Data extract →
______________________________
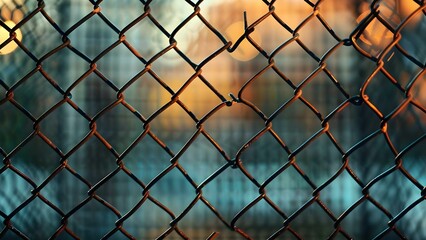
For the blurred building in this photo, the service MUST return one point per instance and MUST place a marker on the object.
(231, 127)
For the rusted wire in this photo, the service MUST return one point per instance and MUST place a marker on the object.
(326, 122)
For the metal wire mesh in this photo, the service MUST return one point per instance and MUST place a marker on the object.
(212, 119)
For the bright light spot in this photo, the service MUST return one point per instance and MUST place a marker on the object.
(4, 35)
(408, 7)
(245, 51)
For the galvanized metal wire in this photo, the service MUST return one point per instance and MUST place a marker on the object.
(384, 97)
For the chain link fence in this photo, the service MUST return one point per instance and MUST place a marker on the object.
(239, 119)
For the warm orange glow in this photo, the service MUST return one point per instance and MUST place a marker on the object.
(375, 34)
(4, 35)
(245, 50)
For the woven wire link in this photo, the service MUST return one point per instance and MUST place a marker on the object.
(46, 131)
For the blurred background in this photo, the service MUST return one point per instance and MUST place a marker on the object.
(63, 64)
______________________________
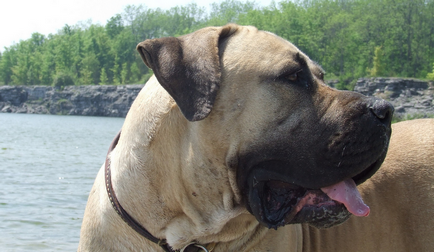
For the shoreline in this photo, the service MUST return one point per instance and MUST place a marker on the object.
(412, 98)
______________________________
Short task → Report every row above that contains the word "return", copying each one in full.

Output of the task →
For the blurred building in this photo, the service MUST return one point per instance and MUST place a marker on the object.
For the rusted wire in this photo, the service MUST return one point per instance and MUST place a marker on the object.
For the metal wire mesh in this photo, the service MUST return one point per instance and MUST place a marker on the object.
For the bright light spot in this photo, the service MUST return one point per instance and MUST place a marker on the object.
For the galvanized metal wire in this photo, the service MUST return one point per instance and MUST place a marker on the object.
For the chain link fence in this photo, the service MUST return one point per instance and MUST place a marker on the object.
For the warm orange glow in this photo, the service MUST return one point per instance and MUST place a marker on the object.
For the woven wire link in this photo, the service MUST return one point per instance and MUST place a marker on the object.
For the blurred background in this photo, the service MUST return one point per instance and MUST place a marker on the object.
For the shoreline in this photo, the service MUST return one point per instance and MUST place a marker on the object.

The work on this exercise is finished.